Repérez chacune des lignes ci-dessous qui contient le mot « apple », puis recopiez-la.

---*---

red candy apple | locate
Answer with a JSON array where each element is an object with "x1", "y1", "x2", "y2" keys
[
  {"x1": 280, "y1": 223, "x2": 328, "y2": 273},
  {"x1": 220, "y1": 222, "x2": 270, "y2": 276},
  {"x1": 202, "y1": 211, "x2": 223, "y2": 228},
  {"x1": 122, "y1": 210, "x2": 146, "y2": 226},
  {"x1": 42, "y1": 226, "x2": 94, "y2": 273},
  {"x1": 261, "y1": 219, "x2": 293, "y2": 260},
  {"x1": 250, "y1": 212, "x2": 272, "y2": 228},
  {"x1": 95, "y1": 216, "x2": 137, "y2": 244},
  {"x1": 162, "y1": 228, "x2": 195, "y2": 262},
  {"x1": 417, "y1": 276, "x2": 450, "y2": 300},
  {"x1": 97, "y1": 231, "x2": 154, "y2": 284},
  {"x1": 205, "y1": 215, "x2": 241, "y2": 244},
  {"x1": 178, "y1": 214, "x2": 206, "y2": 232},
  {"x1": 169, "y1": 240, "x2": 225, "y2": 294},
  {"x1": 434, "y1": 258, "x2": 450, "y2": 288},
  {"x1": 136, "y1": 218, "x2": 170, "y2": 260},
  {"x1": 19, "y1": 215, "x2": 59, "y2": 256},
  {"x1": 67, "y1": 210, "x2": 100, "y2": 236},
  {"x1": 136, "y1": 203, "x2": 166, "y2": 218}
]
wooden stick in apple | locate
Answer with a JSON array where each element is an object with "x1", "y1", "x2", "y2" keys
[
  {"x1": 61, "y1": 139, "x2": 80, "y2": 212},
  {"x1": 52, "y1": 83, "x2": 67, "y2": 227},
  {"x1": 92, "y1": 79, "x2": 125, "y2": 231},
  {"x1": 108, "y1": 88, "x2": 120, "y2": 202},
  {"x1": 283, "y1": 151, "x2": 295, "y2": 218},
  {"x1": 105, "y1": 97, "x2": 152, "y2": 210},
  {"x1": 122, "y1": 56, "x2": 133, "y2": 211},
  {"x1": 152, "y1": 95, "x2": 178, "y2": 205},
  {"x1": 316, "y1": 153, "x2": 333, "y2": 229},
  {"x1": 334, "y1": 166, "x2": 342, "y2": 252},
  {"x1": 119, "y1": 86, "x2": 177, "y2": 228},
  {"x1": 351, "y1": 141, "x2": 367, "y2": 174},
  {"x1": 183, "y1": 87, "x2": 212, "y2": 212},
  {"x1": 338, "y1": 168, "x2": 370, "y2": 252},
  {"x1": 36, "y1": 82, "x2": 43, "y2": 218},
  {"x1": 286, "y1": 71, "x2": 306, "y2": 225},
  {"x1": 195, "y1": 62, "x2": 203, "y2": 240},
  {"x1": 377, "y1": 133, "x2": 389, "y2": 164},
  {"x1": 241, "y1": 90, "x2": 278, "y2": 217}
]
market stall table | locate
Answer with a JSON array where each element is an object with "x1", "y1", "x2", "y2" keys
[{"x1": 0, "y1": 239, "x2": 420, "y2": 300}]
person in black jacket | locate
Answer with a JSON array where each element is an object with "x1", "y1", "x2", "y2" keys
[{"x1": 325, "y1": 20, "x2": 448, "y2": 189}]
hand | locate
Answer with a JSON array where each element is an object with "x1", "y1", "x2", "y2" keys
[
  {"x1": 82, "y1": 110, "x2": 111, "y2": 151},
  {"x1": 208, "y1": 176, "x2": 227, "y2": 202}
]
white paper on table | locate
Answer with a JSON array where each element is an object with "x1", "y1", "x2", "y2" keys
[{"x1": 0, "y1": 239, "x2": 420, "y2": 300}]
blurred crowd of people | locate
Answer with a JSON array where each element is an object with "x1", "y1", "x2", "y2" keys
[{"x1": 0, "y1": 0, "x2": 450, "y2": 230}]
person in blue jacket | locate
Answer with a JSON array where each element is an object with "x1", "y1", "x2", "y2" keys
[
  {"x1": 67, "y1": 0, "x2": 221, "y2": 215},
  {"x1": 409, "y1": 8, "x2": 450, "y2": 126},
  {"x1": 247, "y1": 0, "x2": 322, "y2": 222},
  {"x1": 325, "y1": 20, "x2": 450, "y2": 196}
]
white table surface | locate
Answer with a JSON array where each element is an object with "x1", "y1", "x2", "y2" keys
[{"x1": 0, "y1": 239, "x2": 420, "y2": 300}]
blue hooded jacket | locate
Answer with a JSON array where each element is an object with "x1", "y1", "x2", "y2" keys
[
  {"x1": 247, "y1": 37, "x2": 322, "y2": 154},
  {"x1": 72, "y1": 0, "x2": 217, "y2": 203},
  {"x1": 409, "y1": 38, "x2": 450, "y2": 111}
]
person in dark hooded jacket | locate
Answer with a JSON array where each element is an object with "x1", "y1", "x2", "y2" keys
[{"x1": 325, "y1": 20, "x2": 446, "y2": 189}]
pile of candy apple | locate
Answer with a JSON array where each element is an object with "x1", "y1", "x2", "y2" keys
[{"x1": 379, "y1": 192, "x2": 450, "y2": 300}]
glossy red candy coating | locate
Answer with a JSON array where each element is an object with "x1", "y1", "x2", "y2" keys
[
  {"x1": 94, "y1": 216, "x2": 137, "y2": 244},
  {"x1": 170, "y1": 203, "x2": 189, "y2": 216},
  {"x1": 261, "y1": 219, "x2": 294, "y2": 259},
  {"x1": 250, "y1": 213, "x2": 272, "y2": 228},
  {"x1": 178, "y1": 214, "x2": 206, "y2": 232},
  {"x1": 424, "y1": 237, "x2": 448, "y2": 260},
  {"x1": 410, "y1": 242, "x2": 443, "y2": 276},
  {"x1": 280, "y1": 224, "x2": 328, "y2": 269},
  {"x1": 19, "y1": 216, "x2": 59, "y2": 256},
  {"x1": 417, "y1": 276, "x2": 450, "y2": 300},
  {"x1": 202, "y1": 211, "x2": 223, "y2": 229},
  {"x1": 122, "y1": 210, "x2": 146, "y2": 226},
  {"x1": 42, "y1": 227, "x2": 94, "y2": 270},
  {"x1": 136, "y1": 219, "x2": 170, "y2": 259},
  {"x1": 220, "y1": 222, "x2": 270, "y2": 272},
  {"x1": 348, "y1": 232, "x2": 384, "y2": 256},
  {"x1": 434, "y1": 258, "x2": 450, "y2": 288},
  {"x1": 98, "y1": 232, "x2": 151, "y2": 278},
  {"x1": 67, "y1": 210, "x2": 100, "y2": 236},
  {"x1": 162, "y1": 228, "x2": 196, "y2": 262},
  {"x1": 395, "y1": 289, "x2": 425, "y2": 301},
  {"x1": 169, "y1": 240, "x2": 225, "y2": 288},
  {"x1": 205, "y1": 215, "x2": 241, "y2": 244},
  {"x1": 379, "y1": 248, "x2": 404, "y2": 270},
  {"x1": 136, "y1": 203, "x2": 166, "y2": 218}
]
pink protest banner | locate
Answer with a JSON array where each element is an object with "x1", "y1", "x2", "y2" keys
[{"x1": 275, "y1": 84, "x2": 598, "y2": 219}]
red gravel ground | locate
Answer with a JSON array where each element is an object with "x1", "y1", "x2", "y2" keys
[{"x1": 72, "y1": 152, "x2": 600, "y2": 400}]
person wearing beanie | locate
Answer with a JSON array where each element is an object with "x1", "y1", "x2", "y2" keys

---*---

Exercice corrigé:
red candy apple | locate
wooden stick in apple | locate
pile of candy apple | locate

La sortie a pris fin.